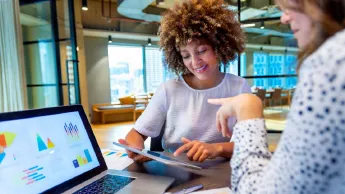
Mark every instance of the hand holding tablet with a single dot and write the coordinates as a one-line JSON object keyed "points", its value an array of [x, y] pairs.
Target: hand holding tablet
{"points": [[158, 157]]}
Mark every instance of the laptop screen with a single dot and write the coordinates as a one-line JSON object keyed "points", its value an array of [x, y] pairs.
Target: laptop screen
{"points": [[44, 151]]}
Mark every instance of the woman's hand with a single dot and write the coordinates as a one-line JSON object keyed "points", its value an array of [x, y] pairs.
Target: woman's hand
{"points": [[136, 157], [198, 151], [135, 139], [243, 107]]}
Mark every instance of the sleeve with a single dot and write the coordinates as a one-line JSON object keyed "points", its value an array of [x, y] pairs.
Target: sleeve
{"points": [[310, 156], [152, 119], [245, 88], [250, 154]]}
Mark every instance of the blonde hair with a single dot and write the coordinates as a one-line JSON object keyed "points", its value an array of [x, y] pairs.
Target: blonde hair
{"points": [[328, 17]]}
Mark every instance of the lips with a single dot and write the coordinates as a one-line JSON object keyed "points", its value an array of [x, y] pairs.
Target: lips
{"points": [[200, 69]]}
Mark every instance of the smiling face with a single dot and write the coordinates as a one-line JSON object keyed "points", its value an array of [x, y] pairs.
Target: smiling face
{"points": [[200, 59], [300, 23]]}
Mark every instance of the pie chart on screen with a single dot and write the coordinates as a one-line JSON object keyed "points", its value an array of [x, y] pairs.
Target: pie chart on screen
{"points": [[6, 140]]}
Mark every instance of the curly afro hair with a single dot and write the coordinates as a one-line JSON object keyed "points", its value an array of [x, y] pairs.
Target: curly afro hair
{"points": [[210, 20]]}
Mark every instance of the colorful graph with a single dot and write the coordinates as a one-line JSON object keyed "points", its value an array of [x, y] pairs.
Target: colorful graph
{"points": [[6, 140], [41, 145], [118, 153], [72, 132], [33, 174], [82, 160]]}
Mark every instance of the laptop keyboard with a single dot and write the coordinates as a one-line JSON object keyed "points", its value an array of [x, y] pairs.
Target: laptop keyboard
{"points": [[107, 184]]}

■ **Task brief**
In the listing above, find the line with "Target: curly afro hair" and the line with "Mark every instance of the colorful", then print exactly those two lines and every line between them, and nothing more.

■ **The completed task**
Target: curly afro hair
{"points": [[210, 20]]}
Mark every instance of the colorful graph with a single dot and write the coordinates as a one-line JSON object keyed "points", its value an array of [x, y] pairs.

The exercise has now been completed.